Set exercise: Return exactly the span of lines that opens with the line containing "outline wispy cloud" and closes with the last line of the data, inclusive.

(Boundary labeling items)
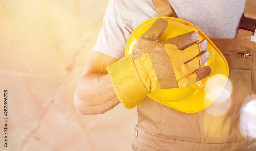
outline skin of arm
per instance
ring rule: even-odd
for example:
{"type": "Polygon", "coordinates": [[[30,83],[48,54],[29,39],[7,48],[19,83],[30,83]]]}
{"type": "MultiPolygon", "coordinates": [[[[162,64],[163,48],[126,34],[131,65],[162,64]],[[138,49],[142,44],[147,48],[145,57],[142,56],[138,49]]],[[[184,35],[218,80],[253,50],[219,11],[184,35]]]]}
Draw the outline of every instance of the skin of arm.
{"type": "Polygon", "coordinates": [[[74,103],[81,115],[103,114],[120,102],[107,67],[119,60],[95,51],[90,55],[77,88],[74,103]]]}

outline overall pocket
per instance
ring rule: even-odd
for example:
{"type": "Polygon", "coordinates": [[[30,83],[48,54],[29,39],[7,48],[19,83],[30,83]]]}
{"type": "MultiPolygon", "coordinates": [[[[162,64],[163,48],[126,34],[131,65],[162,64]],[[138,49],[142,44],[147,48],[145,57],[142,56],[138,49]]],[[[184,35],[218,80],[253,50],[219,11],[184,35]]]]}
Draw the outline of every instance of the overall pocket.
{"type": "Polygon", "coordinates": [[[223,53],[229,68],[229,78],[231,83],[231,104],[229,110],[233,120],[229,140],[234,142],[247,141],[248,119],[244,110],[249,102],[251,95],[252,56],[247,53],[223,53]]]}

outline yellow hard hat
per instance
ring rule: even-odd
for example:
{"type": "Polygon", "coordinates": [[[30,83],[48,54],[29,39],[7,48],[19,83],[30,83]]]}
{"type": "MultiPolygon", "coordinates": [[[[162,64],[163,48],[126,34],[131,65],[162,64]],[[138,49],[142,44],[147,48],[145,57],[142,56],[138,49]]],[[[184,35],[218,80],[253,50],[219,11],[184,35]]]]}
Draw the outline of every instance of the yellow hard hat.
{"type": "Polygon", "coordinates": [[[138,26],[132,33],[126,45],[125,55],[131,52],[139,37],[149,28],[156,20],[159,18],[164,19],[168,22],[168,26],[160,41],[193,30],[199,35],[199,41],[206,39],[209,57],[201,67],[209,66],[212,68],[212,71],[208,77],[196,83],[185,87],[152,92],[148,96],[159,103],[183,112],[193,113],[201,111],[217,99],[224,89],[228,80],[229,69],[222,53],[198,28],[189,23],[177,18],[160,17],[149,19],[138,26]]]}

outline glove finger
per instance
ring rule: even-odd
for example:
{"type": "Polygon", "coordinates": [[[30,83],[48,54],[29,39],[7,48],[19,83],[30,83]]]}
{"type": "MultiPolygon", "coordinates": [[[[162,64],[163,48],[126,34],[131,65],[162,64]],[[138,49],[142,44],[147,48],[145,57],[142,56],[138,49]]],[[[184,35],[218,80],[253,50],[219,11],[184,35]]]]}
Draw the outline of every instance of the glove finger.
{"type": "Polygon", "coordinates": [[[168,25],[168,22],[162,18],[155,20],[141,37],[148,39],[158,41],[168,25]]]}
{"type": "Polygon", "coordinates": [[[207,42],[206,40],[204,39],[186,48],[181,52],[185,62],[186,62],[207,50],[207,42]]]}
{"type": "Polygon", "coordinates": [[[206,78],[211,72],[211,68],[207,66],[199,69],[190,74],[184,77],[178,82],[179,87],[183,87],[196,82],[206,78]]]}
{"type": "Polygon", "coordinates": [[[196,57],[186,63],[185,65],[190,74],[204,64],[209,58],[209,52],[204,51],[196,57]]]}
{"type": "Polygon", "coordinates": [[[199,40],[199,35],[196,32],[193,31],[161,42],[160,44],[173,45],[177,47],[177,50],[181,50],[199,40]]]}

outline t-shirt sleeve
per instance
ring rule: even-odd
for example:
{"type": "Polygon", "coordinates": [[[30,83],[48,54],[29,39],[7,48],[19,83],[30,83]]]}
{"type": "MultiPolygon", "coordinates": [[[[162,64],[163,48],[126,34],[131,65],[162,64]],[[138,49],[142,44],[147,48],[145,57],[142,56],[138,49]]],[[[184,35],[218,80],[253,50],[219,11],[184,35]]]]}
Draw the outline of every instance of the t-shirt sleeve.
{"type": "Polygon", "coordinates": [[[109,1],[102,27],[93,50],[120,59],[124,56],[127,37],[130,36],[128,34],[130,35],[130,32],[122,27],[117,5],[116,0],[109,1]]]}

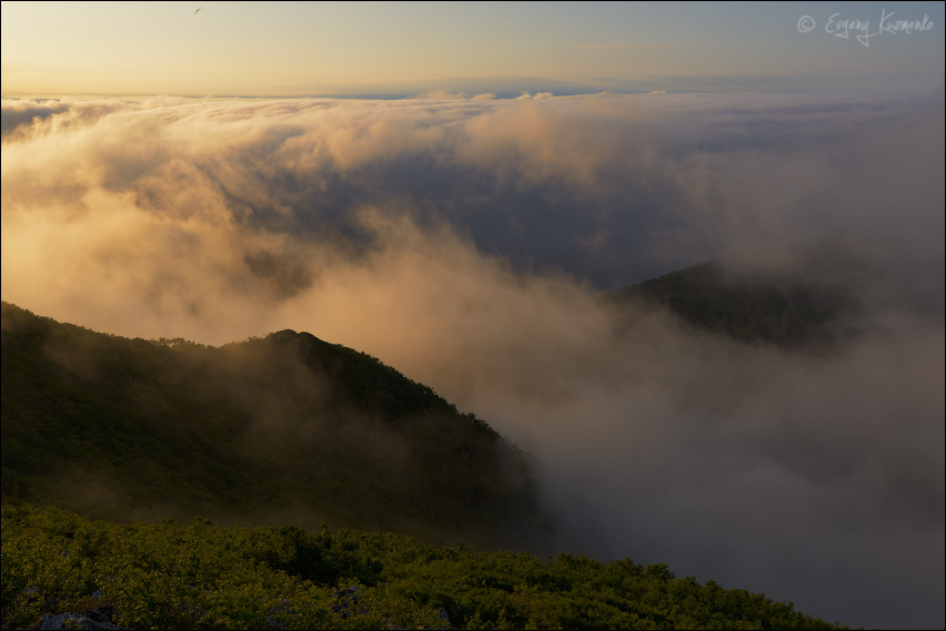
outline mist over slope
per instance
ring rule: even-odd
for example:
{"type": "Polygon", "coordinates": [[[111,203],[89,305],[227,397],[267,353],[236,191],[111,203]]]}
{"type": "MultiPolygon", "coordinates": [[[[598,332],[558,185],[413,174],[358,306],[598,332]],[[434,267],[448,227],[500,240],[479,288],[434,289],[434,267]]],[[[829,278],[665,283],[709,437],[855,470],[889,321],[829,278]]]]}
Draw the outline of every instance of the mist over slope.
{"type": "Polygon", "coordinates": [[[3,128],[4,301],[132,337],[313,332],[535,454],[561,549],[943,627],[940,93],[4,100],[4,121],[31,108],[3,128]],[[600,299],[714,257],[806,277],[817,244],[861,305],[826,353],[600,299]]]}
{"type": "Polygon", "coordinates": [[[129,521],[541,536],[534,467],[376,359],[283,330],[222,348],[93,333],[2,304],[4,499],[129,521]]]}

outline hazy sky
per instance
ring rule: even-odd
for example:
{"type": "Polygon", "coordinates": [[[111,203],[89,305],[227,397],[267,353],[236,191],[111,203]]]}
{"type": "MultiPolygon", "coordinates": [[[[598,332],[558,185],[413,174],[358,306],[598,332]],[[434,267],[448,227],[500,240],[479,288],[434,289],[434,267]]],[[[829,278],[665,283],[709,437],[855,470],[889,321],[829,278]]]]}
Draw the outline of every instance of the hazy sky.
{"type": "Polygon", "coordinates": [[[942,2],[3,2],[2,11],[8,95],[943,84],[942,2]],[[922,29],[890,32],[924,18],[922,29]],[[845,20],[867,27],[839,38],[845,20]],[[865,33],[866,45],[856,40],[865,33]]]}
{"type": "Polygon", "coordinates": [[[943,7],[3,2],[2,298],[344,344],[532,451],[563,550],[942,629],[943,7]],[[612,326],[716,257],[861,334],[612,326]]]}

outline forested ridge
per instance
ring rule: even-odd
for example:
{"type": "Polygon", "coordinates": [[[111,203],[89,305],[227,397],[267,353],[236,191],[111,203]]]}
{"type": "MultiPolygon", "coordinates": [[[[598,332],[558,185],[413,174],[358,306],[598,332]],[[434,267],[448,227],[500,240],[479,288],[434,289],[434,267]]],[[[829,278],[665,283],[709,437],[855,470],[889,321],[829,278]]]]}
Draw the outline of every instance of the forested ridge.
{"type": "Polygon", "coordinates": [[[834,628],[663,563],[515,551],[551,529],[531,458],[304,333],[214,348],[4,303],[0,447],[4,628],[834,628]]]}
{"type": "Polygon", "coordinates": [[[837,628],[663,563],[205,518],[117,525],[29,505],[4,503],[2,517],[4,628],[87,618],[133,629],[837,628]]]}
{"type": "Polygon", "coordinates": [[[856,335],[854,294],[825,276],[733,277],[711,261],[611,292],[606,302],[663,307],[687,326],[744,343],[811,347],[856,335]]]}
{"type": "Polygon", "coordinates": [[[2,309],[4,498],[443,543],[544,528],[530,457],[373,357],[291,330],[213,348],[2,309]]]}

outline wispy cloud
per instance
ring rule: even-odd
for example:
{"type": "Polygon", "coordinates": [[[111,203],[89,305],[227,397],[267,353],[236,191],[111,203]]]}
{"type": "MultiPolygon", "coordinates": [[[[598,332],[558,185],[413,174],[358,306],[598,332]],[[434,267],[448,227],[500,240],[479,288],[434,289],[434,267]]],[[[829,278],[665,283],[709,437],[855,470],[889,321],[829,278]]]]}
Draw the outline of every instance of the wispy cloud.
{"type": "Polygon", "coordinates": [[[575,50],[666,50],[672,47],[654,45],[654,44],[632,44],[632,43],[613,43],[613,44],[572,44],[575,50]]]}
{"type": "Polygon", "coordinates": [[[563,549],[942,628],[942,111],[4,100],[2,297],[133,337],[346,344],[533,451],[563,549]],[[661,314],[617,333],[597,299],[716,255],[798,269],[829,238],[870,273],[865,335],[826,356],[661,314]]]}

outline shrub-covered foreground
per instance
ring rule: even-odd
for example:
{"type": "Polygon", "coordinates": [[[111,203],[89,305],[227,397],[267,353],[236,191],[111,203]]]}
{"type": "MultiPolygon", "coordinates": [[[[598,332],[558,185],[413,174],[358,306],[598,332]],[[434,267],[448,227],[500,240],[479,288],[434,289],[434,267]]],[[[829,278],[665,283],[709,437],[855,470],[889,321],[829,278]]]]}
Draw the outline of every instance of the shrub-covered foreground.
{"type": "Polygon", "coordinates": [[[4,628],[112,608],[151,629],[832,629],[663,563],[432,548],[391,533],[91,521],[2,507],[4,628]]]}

Solution:
outline wispy cloud
per instance
ring rule: even-odd
for example:
{"type": "Polygon", "coordinates": [[[111,203],[89,305],[227,397],[267,353],[236,191],[111,203]]]}
{"type": "MultiPolygon", "coordinates": [[[[598,332],[558,185],[413,174],[358,306],[598,332]],[[434,267],[448,227],[500,240],[479,288],[434,289],[434,267]]],[[[829,278],[665,283],[709,437],[855,470],[889,321],[829,278]]]]}
Draw the outline of every instance of the wispy cloud.
{"type": "Polygon", "coordinates": [[[575,50],[666,50],[672,47],[654,45],[654,44],[632,44],[632,43],[613,43],[613,44],[572,44],[575,50]]]}
{"type": "Polygon", "coordinates": [[[563,549],[942,628],[942,111],[4,100],[2,297],[133,337],[346,344],[533,451],[563,549]],[[661,314],[617,333],[597,299],[716,255],[798,269],[829,238],[870,273],[865,335],[826,356],[661,314]]]}

outline shrub-covered foreground
per instance
ring rule: even-odd
for example:
{"type": "Polygon", "coordinates": [[[111,203],[89,305],[227,397],[267,353],[236,191],[111,203]]]}
{"type": "MultiPolygon", "coordinates": [[[[598,332],[558,185],[413,174],[358,306],[598,332]],[[434,267],[448,227],[500,240],[479,288],[434,289],[434,267]]],[[[829,278],[665,283],[709,437],[855,470],[889,321],[829,278]]]]}
Draw the outline of every instance of the shrub-covered foreground.
{"type": "Polygon", "coordinates": [[[4,628],[112,608],[151,629],[832,629],[663,563],[432,548],[391,533],[91,521],[2,507],[4,628]]]}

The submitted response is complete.